State Fisheries Minister, Monty House, signed the rare order giving special approval to destroy on sight, the shark believed to be a Great White.


We have officers ... armed with a high-powered rifles and a shotgun, and they will destroy the animal

Police Inspector Alf Fordham

At Perth's popular Cottesloe Beach, where the attack took place in waist-high waters, a memorial service was held for Ken Crew, the 49-year-old father of three who was killed.

Mr House said although the shark belonged to a protected species, it could not be allowed to threaten more swimmers. "The community's safety is paramount," he said.

The shark also left another man with injuries to his legs and feet.

A 60-km (37-mile) stretch of beaches has since been closed.

Some 11 people have died from shark attacks in Australia between 1980 and 1990, but three attacks have occurred in the last two months alone.

Declining fish stocks

Declining fish stocks and more swimmers and surfers are the reasons being given by experts for the increased number of attacks.

Map of Australia
Seals, sea lions and dolphins are among the normal diet of great white sharks.

Experts say that surfers in wetsuits could be targets as they resemble seals.

There have been more shark attacks in the 1990s than in previous decades, with 536 attacks, compared to 250 attacks in the 1980s and 200 in the 1970s.

The University of Florida's International Shark Attack File, which compiles the data, says the rising level of attacks is directly related to the length of time spent in the sea, adding people now spend more time in the water.
○ ○ ○ ○
▶ _Your tasks_:
[1] According to the shark attack article, how long is the stretch of beaches that was closed?
[2] Retype a passage of the shark attack article word for word, beginning at the words "Some 11 people" and stopping after the words "great white sharks.".
[3] Extend the shark attack article by writing what comes after its final sentence.

▶ _Stored data_:
○ ○ ○ ○
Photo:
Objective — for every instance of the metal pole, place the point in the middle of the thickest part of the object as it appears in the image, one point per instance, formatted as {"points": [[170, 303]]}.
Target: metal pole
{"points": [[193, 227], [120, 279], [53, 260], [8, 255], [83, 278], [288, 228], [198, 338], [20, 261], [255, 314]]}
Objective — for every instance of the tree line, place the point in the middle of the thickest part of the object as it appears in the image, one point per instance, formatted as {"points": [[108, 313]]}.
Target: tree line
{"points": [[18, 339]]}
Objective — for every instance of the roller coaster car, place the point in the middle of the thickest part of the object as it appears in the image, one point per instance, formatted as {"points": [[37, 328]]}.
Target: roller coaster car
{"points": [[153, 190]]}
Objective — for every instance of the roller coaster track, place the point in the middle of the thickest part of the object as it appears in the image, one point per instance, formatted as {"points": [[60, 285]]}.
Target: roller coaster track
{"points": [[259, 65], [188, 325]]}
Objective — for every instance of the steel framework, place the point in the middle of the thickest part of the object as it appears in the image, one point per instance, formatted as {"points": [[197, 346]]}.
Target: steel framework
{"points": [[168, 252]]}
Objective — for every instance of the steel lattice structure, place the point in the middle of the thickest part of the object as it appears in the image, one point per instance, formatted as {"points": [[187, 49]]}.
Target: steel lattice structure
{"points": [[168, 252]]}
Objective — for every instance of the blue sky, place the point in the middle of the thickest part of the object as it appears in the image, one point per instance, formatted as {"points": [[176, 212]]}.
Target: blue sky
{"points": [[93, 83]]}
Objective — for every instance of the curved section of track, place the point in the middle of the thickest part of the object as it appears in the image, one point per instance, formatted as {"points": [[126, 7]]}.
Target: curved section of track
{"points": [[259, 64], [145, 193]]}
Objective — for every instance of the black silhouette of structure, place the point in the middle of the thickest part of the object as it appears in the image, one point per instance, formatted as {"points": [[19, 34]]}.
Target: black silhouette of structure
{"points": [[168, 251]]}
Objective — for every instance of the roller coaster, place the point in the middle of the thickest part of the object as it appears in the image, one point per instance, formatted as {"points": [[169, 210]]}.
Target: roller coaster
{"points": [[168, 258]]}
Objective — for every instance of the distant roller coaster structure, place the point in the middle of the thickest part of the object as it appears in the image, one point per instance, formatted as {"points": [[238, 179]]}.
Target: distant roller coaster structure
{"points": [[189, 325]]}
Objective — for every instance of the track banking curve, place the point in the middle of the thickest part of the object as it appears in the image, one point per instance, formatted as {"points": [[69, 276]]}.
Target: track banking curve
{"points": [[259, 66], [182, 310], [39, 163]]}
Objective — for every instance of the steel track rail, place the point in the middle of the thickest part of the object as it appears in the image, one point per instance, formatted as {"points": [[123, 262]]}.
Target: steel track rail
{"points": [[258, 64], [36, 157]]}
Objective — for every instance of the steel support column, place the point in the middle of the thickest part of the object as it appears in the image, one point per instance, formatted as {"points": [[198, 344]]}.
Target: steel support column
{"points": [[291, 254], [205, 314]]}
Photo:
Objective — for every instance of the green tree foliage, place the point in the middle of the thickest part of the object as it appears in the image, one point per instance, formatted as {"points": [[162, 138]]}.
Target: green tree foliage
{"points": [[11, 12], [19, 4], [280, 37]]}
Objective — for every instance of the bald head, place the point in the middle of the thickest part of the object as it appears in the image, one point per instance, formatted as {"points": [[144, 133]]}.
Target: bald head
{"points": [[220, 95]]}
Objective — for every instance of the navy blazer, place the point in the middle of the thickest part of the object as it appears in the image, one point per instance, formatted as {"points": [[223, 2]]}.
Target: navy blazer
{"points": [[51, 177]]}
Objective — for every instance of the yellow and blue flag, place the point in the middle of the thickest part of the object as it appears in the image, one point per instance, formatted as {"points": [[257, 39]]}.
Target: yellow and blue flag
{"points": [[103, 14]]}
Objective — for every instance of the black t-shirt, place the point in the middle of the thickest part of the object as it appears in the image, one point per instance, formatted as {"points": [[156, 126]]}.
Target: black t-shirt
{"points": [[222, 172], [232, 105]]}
○ ○ ○ ○
▶ _Final results_:
[1] 60 km (37 miles)

[2]
Some 11 people have died from shark attacks in Australia between 1980 and 1990, but three attacks have occurred in the last two months alone.

Declining fish stocks

Declining fish stocks and more swimmers and surfers are the reasons being given by experts for the increased number of attacks.

Map of Australia
Seals, sea lions and dolphins are among the normal diet of great white sharks.

[3]
Search mounted

Police Inspector Alf Fordham said water police were armed with rifles and shotguns to kill the shark.

Promotional handout for shark deterrent
Divers will soon be able to deter sharks electronically

Police are using baited hooks to lure the shark to the surface, he said.

Hundreds of people were on the beach during the attack - believed to be the first fatal one in 30 years.

Many watched in horror from a nearby café, as the shark, estimated to be nearly 5m (16 feet) long, pursued Mr Crew and then ripped through his torso and severed his leg, just as he was metres from the beach.

"There was this massive fin," cafe owner Kim Gamble said. "There was a whole sea of blood and it was pulling the person."

Great White sharks normally attack their prey by taking a bite first and them letting them bleed to death.

Mr Crew died on the beach after losing part of his leg.

In September two surfers were killed near Elliston, South Australia.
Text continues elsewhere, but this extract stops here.